# 4 low



## vett (Feb 12, 2005)

what is the difference between 4 low and 4 low lock? :


----------



## BigRedBarn (Jan 4, 2003)

I think you need to be a bit more specific about what you mean.

(Translation: BigRedBarn is once again totally confused.)

Looking forward to more info. Thanks in advance.


----------



## vett (Feb 12, 2005)

*lo loc*

I'v got a 79 GMC 3/4 ton. On my transfer case shifter the knob has lo loc, lo, n, hi, hi loc. what's the difference between lo loc and lo. and whats the diff. between hi and hi loc.


----------



## derekbroerse (Mar 6, 2004)

What this means is that you have an NP203 transfer case--a fulltime 4x4 unit.

In order for a tcase to be full-time 4wd without the binding and hopping etc. when you turn corners, a differential (much like what is in an axle) was added to allow the wheels to turn at different speeds. This is active in the 'low' and 'high' ranges.

When you shift to 'low-lock' or 'high-lock' this differential is physically locked out, therefor 50% of the power goes directly to the front and 50% goes directly to the rear, no longer allowing the smooth cornering (it will jump and hop like any other 4x4).

Now, the monkey wrench is thrown into the mix when people add a part-time conversion kit to these. This changes the shift pattern, but I don't know what it ends up being.


----------



## vett (Feb 12, 2005)

*low loc*

Thank you for the info.,very helpful!


----------



## BigRedBarn (Jan 4, 2003)

I didn't know GM made such a transfer case for 3/4 tonners. 

It sounds like an ideal sort of tracsfer case. Let's face it, we all hate it when we have to stomp on it to get out trucks to turn when they're in 4HI. We all know what that's doing to the tires, driveline, etc.

I always assume that GM (and Ford & Dodge) made only fully-coupled transfer cases (i.e., w/o any sort of differential).

Our old '75 Chevy 3/4 ton didn't have any sort of transfer case like that, that I remember. (I still can't believe the crappy mileage and tire noise that beast made.)

A transfer case with a differential must've taken up quite a bit of room. 

Even today, when you have an "All Wheel Drive" system, the transfer case really doesn't have a differential but some sort of a device that acts much like a torque converter (which deosn't do much for mileage). 

How many guys on this site would like to see a true differential in their truck's transfer case like what's being described by Vette and Derek? Less tire scrubbing, less driveline stress, etc., etc.

Can we hear a little more about this transfer case? When was it made? What size trucks was it installed into? Was it bigger and heavier than the standard transfer cases? What was this "conversion kit" and why would someone install one? And so on.


----------



## festerw (Sep 25, 2003)

BigRedBarn said:


> How many guys on this site would like to see a true differential in their truck's transfer case like what's being described by Vette and Derek? Less tire scrubbing, less driveline stress, etc., etc.


I've got one in my Dakota it's awesome, not the same selections as his but the same deal. I've got 2 HI - 4 HI Part-Time - 4 HI Full-Time - N - 4 Lo Part-Time.


----------



## derekbroerse (Mar 6, 2004)

(Dataset rows):
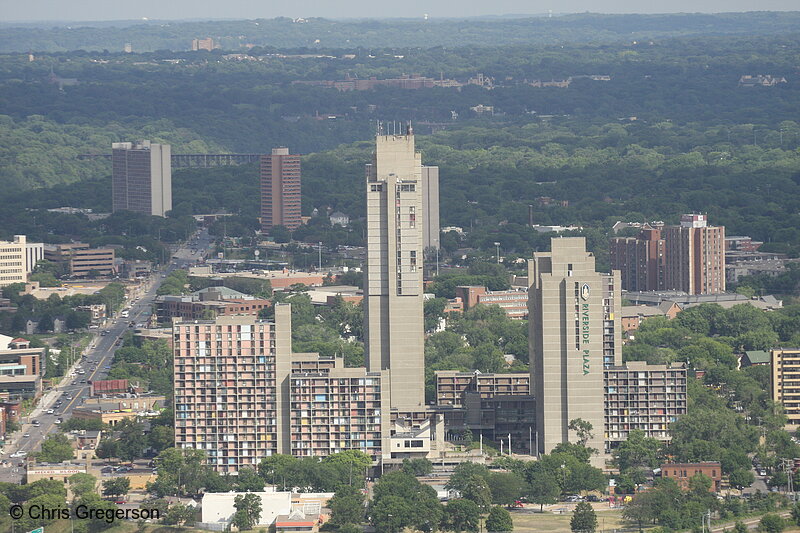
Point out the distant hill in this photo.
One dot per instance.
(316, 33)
* * *
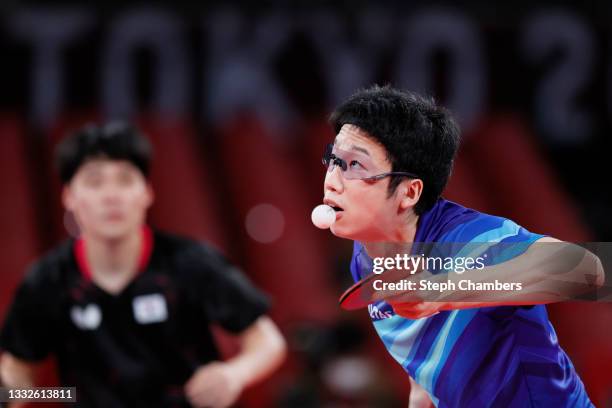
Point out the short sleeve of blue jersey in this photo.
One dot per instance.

(Exercise prompt):
From the forum thread about 4 low and 4 low lock above, copy verbatim the passage that begins at the words "I always assume" and stops after "bit of room.".

(Exercise solution):
I always assume that GM (and Ford & Dodge) made only fully-coupled transfer cases (i.e., w/o any sort of differential).

Our old '75 Chevy 3/4 ton didn't have any sort of transfer case like that, that I remember. (I still can't believe the crappy mileage and tire noise that beast made.)

A transfer case with a differential must've taken up quite a bit of room.